INFORMATION SUPPLIED:
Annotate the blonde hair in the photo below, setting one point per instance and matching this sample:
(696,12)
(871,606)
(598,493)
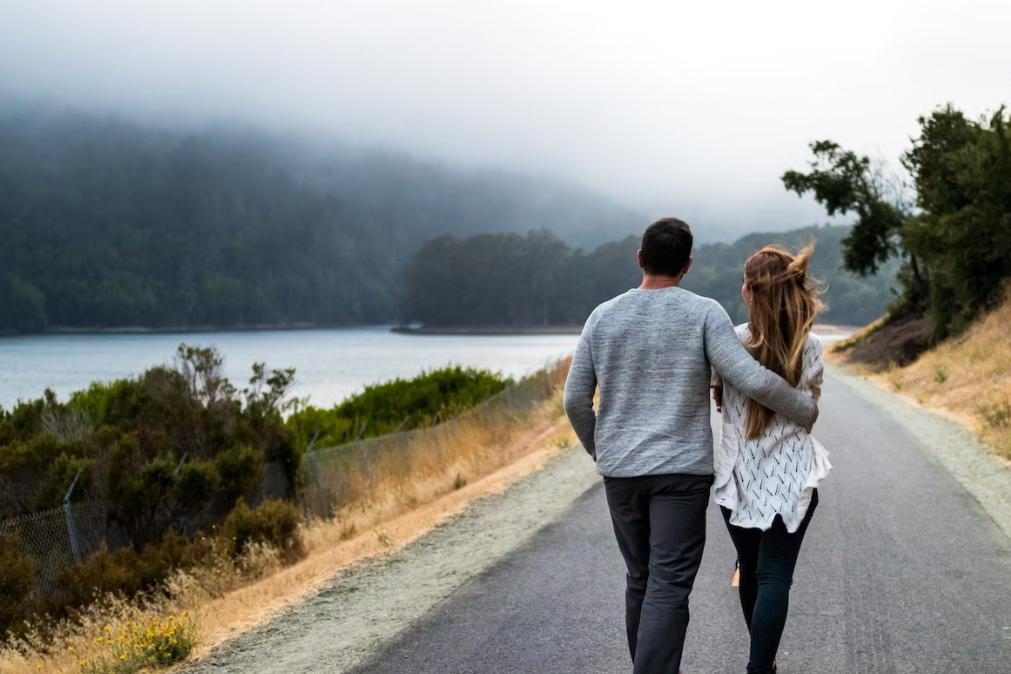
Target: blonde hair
(785,302)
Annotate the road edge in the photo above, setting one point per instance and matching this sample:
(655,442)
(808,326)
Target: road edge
(950,445)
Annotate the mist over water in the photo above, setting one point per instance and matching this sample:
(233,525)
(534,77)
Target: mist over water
(330,365)
(691,110)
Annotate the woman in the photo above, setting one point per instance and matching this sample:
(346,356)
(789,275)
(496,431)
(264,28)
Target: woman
(767,468)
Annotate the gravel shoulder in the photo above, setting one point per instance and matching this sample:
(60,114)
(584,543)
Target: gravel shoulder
(905,570)
(364,607)
(985,476)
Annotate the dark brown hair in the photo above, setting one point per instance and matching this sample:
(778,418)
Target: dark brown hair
(666,247)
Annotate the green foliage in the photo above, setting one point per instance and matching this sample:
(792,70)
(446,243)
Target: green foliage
(955,246)
(17,579)
(273,522)
(397,405)
(512,281)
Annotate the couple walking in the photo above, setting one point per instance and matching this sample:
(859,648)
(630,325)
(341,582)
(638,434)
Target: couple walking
(655,353)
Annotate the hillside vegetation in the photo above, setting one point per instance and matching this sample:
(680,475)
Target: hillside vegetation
(514,281)
(174,460)
(106,223)
(968,377)
(950,231)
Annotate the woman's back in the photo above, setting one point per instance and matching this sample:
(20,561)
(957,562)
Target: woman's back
(775,473)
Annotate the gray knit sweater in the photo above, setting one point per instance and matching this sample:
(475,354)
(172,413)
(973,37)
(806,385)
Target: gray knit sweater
(650,354)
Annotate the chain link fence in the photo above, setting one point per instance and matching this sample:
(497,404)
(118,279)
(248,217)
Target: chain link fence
(332,478)
(57,539)
(336,477)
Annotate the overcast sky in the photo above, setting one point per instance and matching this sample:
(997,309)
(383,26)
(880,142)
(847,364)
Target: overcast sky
(692,109)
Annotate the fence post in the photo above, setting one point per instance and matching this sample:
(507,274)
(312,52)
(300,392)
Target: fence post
(69,514)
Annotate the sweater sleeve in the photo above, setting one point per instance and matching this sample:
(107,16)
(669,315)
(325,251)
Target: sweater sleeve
(728,357)
(579,389)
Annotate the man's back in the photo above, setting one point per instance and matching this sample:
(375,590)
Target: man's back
(646,350)
(650,352)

WRITTEN PROBLEM:
Copy all of the data above word for word, leaving out the pictures.

WRITTEN ANSWER:
Annotate the blonde hair in the photo below, setting one point per instance and matching this sample:
(696,12)
(871,606)
(598,493)
Target: blonde hair
(785,302)
Annotate the road edge in the photo above, setting one point per instance and matching this sample:
(655,442)
(808,326)
Target: road edge
(950,445)
Annotate the mist over water in the photo above, setting one point per instance and matching this sample:
(233,525)
(534,77)
Target: mist over water
(330,365)
(691,110)
Annotate the woman in the photo above, setting one point per instance and matching this sample:
(346,356)
(789,275)
(496,431)
(264,28)
Target: woman
(767,468)
Annotate the gravel shoulder in the photo above, setting one point per instance and matching this sample:
(60,114)
(584,543)
Target: gravel shoulder
(905,570)
(364,607)
(985,476)
Annotate the dark brown hair in the photo above, setting one point per instance and matching this sample:
(778,418)
Target: dark brown hair
(666,247)
Annotate the green foliage in the photo above, setting one point per instance and matching this sample:
(792,70)
(446,243)
Target: green foliage
(955,246)
(17,579)
(273,522)
(397,405)
(512,281)
Annotate the couple walking in the photo above, setting one point per instance and matching this sample:
(859,648)
(630,325)
(341,582)
(638,434)
Target: couple walking
(655,353)
Annotate the hillside vegetation in the photo above, setting one point per instance and matching this sample:
(680,475)
Target: hillside vegetation
(514,281)
(174,460)
(106,223)
(968,377)
(950,231)
Annotate the woman's back in the photo above, setting one point per instance and matching this sample:
(20,561)
(957,562)
Target: woman's back
(775,473)
Annotate the gray knit sweater in the photo above, setting one point per instance and matching this sample:
(475,354)
(172,413)
(973,37)
(806,385)
Target: gray knit sweater
(650,354)
Annotate the chain link fence in the photo above, setting one point per instance and matching this sample:
(497,404)
(118,279)
(248,217)
Target: chain link fence
(332,478)
(57,539)
(336,477)
Annotate the overcast sky in the photo above, setting one point per instance and matching this sample:
(997,309)
(383,26)
(880,142)
(847,364)
Target: overcast sky
(692,109)
Annotate the fence post in the photo above, setting one point per instance and matching this sample:
(507,274)
(312,52)
(300,392)
Target: fence post
(69,514)
Annotate the sweater sleeve in the photo above, setting one point per instance and matching this sample:
(107,16)
(669,315)
(325,251)
Target: sweater sleeve
(728,357)
(579,389)
Annotate the man's back in the photo above, setting one point per instance and matching this sample:
(375,590)
Target: man's back
(646,350)
(650,352)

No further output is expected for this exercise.